- Objective -
How many lines below contain the word "woman"? Case counts, and reply with the number only.

Region outline entries:
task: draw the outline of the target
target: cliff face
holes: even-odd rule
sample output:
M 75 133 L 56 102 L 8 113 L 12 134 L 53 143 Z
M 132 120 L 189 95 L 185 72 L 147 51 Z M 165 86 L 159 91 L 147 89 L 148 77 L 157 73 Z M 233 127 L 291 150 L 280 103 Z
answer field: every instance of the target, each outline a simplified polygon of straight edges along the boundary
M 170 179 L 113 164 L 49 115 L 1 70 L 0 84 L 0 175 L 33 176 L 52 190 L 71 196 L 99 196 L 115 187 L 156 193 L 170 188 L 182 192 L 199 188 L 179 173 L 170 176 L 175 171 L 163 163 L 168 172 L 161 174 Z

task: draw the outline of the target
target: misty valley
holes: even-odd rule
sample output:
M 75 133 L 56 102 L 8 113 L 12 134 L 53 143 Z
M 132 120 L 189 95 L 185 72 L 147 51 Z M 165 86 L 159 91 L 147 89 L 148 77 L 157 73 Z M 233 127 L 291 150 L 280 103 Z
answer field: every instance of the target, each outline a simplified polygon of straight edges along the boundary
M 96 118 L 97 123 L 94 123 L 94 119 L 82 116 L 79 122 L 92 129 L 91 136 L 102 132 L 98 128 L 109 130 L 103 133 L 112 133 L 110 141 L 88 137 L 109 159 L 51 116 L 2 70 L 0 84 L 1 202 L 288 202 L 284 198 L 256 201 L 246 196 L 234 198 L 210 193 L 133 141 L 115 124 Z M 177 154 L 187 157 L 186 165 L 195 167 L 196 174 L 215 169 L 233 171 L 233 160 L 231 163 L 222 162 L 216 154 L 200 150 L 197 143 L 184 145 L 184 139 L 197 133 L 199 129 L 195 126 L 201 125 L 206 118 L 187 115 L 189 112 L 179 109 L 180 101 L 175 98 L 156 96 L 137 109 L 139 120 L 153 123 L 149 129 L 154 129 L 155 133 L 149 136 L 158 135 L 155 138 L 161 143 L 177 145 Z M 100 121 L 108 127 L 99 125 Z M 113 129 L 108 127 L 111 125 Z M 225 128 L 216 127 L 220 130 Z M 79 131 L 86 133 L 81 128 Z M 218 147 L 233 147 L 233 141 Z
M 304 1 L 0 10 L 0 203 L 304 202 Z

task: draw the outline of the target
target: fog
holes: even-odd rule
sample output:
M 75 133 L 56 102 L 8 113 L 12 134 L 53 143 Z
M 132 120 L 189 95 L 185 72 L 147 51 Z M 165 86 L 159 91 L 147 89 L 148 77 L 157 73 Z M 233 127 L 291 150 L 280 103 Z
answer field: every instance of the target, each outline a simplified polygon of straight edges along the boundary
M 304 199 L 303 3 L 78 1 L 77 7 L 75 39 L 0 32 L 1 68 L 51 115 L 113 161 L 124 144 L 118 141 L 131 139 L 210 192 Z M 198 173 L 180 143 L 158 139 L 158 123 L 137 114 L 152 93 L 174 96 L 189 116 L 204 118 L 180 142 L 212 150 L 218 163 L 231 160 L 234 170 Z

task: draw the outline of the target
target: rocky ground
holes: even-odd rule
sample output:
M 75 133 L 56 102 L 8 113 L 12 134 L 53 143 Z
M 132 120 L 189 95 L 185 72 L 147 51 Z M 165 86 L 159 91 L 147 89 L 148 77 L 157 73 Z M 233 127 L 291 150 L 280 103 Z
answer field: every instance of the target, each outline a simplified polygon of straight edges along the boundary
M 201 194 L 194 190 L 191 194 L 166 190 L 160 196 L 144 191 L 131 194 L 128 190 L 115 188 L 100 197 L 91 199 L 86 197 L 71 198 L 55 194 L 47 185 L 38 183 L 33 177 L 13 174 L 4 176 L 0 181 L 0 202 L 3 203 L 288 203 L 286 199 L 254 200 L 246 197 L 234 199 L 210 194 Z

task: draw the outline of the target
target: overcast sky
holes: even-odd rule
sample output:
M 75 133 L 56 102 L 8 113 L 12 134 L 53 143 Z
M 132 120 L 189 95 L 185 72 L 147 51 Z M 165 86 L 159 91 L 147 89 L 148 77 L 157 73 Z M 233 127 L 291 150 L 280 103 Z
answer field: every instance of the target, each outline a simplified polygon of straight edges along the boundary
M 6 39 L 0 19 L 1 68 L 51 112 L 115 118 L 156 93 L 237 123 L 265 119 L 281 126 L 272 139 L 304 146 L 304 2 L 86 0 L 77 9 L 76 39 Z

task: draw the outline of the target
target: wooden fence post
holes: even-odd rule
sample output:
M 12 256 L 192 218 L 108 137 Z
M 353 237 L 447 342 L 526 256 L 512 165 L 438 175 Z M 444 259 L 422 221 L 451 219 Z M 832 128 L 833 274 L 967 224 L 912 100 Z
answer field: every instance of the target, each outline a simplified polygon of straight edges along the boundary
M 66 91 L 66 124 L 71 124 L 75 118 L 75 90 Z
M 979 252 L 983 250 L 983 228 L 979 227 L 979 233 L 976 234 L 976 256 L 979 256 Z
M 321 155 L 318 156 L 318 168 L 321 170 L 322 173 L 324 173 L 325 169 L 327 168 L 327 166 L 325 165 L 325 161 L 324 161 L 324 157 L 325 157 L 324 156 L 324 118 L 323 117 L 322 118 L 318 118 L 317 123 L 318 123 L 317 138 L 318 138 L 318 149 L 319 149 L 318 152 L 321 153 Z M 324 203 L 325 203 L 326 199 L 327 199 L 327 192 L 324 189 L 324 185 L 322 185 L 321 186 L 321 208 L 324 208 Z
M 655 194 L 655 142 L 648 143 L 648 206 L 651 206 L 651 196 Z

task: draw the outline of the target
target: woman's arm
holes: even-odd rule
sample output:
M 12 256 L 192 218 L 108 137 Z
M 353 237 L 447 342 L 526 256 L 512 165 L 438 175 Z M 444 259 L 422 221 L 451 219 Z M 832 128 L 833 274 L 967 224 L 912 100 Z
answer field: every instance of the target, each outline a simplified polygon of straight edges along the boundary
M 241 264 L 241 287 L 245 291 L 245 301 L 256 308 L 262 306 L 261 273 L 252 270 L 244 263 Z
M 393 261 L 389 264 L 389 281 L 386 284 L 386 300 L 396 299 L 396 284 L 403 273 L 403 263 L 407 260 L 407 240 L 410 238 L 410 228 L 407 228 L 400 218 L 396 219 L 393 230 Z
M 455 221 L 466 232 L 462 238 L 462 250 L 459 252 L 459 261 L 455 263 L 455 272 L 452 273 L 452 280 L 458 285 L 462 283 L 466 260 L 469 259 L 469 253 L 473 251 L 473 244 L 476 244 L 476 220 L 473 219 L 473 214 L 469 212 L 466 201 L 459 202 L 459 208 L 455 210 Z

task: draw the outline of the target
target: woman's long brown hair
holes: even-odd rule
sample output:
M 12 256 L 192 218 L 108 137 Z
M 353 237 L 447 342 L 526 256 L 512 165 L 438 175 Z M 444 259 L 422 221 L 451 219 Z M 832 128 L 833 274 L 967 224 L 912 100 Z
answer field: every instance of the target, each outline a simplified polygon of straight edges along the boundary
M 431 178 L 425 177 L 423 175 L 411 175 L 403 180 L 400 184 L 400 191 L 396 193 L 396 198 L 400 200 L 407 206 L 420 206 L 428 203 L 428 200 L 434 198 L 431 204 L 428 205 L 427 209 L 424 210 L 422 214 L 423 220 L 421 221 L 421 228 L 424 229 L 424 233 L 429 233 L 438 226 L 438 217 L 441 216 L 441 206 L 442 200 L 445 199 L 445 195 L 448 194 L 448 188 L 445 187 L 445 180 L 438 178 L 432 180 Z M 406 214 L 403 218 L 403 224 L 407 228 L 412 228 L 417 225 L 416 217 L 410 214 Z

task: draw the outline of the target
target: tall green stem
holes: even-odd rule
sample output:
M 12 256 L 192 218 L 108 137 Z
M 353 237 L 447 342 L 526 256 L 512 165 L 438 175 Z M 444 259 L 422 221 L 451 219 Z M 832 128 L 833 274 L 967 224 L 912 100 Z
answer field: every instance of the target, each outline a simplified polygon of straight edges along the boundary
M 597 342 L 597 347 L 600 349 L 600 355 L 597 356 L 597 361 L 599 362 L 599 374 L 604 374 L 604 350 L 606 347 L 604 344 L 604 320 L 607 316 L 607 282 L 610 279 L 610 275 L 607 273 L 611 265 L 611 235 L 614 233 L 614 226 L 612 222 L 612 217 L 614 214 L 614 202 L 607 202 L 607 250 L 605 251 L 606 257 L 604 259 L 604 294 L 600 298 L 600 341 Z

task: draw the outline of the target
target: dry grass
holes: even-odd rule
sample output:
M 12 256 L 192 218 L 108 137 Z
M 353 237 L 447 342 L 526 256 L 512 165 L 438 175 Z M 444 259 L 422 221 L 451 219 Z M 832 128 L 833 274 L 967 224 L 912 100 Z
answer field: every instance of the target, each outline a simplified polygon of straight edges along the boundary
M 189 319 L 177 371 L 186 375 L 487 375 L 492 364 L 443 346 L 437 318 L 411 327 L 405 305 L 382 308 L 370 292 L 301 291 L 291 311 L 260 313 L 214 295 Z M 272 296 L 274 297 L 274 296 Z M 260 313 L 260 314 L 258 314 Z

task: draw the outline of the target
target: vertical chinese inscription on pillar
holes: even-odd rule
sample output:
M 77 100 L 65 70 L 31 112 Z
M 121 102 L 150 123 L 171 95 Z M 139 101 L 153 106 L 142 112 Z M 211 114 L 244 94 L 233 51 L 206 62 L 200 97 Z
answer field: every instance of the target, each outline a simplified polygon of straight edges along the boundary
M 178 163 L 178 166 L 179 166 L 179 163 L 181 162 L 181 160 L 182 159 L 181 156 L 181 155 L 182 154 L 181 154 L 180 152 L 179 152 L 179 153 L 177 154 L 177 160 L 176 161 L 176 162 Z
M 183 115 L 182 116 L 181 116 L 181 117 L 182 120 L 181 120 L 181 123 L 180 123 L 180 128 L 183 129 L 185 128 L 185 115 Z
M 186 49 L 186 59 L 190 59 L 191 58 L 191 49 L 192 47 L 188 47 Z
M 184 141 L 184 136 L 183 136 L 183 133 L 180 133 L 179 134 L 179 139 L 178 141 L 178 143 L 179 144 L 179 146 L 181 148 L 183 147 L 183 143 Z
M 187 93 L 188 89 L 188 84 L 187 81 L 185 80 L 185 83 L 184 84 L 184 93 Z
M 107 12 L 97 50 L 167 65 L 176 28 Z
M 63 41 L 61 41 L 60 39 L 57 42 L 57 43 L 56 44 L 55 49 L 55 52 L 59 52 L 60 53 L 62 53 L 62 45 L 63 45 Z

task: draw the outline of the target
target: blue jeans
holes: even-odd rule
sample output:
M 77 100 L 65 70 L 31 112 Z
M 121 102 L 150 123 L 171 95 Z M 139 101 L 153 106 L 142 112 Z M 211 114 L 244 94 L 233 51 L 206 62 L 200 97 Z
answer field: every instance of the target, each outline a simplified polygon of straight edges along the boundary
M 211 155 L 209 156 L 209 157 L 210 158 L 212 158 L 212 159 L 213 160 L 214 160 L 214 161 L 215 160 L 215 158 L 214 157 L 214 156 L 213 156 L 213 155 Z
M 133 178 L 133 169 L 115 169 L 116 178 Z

- The output -
2